[Collected data entries]
★ ★ ★ ★ ★
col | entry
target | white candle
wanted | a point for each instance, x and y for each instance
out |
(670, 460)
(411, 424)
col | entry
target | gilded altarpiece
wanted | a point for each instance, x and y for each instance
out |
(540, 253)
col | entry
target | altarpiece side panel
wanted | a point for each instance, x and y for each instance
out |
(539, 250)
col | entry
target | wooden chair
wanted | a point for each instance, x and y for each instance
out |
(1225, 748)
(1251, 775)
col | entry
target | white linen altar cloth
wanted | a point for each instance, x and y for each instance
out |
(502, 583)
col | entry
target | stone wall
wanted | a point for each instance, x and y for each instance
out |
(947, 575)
★ ★ ★ ★ ★
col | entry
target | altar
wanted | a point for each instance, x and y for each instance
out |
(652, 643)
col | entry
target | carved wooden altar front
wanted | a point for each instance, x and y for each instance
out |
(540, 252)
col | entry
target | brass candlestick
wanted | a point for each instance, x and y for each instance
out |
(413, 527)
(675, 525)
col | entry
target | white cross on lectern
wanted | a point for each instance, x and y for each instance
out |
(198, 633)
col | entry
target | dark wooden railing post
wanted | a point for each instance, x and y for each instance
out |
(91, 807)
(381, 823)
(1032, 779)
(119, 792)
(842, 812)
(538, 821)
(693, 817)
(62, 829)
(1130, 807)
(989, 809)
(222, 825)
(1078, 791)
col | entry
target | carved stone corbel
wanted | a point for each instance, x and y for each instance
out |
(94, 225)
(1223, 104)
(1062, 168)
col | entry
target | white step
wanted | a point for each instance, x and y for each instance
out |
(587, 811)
★ ★ ★ ★ ★
TASK DESCRIPTION: Pick out every line of the data above that contains the word "carved", matching case exactly, and copy each one.

OUTPUT OF THE TASK:
target | carved wooden altar front
target | carved stone corbel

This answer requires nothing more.